### Aim of the exercise:
For the entries below, report every line that includes the word "branch".

*** Opening Study material ***

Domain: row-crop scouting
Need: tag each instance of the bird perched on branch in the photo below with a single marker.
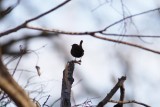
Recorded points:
(77, 50)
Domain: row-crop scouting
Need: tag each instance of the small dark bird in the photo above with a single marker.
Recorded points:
(77, 50)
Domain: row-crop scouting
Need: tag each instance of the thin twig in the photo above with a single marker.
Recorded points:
(112, 92)
(126, 43)
(121, 20)
(23, 25)
(132, 101)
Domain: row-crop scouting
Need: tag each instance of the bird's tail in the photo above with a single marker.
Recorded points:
(81, 42)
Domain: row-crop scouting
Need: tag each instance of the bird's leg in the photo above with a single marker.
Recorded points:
(80, 59)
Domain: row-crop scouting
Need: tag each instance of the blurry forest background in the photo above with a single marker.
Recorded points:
(103, 61)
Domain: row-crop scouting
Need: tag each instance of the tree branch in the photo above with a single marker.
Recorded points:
(112, 92)
(10, 86)
(23, 25)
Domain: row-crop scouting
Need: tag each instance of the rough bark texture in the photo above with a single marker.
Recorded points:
(10, 87)
(67, 82)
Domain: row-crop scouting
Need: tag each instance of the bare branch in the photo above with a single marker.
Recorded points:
(93, 34)
(112, 92)
(23, 25)
(132, 101)
(138, 14)
(10, 86)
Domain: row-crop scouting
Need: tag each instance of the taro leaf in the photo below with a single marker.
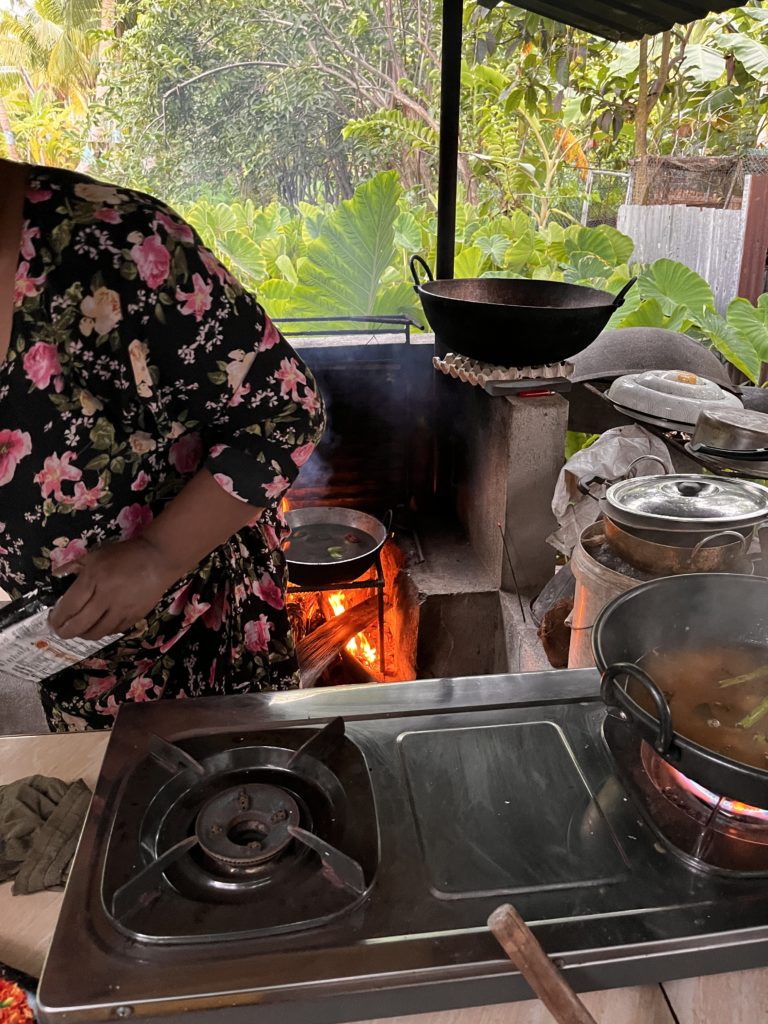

*** Closing Study material ***

### Exercise solution:
Need: tag each instance of the bird perched on branch in the photo below with a single marker.
Need: tag each instance of the tree branch in the photo above with a single marker.
Need: tag each instance of the bare branch in the photo above with a single marker.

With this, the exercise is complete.